--- begin ---
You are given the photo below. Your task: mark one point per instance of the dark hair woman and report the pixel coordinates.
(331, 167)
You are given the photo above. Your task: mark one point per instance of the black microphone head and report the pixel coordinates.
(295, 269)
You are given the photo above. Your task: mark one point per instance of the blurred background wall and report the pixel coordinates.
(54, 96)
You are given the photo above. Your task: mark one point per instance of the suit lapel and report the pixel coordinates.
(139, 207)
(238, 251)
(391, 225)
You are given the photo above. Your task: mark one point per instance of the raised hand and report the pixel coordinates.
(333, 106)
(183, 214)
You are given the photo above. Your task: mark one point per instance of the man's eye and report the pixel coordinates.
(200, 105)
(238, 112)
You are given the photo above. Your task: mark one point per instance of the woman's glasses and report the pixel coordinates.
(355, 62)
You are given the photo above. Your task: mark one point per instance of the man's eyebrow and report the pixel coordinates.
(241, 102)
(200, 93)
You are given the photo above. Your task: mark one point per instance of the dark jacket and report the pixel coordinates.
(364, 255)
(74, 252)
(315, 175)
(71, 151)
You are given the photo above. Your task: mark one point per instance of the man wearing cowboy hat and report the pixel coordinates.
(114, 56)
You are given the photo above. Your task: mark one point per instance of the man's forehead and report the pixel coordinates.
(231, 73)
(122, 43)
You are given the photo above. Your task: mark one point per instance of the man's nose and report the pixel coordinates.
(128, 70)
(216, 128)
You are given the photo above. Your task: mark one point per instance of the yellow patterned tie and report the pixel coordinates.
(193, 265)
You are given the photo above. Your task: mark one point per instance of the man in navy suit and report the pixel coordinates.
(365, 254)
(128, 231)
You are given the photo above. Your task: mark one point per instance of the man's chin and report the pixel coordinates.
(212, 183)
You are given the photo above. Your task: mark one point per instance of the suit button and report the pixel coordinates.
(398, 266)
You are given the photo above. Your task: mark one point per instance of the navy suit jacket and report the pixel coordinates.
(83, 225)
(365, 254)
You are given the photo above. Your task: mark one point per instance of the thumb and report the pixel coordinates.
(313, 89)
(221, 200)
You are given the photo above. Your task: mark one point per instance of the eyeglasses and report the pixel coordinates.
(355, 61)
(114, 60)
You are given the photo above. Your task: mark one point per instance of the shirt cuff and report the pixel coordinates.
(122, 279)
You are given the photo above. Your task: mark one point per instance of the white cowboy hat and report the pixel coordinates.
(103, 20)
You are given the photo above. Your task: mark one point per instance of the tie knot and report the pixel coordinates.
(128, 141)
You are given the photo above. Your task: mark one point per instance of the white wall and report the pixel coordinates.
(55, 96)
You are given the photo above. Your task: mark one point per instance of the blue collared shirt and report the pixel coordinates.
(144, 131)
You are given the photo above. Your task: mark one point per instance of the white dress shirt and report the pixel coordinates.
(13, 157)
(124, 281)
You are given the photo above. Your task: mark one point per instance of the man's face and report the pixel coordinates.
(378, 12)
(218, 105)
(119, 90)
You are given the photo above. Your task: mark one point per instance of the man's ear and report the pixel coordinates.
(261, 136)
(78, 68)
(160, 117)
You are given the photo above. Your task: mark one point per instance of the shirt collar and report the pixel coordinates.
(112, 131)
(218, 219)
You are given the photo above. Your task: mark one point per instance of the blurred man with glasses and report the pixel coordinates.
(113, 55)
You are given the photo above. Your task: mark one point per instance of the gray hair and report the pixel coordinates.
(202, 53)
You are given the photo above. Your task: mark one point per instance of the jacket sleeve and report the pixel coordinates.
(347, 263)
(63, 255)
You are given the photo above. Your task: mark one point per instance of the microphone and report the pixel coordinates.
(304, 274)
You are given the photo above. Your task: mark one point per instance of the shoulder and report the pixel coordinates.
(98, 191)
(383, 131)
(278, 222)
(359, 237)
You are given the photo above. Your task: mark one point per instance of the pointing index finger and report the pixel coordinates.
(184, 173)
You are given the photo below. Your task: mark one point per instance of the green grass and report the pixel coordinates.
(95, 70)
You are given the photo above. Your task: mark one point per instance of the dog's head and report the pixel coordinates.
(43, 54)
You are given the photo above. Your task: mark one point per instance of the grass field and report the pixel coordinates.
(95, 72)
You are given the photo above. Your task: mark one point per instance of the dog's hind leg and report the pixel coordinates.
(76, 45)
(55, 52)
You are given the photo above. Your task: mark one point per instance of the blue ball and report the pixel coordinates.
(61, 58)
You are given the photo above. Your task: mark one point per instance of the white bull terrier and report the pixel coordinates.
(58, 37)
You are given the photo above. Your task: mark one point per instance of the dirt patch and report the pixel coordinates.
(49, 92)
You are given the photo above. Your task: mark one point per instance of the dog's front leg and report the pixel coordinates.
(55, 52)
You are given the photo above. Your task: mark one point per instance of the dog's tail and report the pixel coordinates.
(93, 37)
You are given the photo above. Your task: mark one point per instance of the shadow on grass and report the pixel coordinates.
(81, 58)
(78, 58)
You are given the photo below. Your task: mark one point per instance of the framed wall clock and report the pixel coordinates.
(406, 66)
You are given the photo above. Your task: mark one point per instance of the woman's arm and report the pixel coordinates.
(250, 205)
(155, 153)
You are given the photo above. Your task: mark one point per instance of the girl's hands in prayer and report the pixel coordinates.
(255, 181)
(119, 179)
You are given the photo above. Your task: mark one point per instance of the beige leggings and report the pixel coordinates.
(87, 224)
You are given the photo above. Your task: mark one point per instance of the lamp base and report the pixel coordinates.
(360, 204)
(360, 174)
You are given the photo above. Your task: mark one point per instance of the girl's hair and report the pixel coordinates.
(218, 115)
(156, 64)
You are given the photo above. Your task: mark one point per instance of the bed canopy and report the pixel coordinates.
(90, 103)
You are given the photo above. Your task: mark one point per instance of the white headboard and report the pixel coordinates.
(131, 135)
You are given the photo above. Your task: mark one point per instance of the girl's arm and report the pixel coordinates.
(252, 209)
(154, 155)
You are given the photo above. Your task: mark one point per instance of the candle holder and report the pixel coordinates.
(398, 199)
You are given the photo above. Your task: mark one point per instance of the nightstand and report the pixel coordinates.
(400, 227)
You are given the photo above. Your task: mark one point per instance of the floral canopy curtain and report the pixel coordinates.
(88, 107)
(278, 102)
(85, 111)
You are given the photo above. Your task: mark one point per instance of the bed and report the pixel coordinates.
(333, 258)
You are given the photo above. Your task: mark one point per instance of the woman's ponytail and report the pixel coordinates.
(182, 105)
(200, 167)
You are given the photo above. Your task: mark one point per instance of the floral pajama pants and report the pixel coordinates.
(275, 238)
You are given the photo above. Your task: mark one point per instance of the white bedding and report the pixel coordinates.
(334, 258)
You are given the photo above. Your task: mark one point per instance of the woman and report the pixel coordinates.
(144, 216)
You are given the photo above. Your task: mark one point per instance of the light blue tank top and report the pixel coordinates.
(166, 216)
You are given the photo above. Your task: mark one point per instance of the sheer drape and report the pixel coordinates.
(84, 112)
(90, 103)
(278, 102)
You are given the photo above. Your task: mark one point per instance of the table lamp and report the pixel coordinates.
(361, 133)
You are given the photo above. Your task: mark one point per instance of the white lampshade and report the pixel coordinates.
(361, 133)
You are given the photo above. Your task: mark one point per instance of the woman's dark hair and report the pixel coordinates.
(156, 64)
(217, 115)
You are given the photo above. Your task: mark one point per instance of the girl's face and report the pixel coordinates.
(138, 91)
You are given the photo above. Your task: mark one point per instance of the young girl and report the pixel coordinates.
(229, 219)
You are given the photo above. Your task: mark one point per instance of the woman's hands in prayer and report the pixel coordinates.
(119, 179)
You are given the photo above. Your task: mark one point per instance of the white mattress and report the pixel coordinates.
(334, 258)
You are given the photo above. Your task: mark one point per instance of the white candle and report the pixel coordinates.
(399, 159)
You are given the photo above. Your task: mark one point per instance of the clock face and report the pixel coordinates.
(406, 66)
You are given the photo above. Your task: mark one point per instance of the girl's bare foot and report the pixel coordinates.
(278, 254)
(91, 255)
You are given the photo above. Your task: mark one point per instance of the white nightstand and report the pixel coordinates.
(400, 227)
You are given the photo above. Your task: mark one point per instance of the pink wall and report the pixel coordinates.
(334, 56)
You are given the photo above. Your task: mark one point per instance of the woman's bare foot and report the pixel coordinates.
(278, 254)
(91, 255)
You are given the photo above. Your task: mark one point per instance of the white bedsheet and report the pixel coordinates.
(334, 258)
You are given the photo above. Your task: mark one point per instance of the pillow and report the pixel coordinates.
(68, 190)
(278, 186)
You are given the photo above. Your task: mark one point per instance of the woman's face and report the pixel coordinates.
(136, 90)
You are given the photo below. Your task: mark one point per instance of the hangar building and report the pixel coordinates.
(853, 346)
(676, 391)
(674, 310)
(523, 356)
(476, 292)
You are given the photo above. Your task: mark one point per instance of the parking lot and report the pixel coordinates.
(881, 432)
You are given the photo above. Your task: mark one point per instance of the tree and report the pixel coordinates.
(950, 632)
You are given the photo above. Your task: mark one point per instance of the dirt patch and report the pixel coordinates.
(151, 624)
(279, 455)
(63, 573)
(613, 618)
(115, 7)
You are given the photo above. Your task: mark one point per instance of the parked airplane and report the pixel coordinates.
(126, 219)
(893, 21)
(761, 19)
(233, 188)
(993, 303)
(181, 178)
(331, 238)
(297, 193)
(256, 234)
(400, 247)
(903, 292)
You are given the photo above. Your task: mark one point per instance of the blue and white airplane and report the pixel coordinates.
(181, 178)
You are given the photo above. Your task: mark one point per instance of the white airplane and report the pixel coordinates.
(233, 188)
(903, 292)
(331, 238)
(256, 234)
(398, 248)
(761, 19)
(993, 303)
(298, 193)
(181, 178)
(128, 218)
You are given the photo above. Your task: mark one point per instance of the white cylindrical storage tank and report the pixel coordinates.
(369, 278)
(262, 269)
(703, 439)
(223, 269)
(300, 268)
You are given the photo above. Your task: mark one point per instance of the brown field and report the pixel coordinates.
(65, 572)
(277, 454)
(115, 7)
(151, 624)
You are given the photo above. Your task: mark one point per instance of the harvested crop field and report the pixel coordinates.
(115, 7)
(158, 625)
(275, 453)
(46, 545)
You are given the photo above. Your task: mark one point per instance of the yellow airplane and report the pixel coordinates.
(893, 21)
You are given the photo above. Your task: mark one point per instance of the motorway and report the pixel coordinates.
--- end ---
= Required task =
Please retype everything from the line containing "yellow airplane and report the pixel coordinates." down to the end of the material above, with both ends included.

= Output for this task =
You are given the photo above. Your task: mark one point per instance of the yellow airplane and report the pixel coordinates.
(893, 21)
You are given the photo above. Your task: mark one point per instance of the motorway and report the pixel coordinates.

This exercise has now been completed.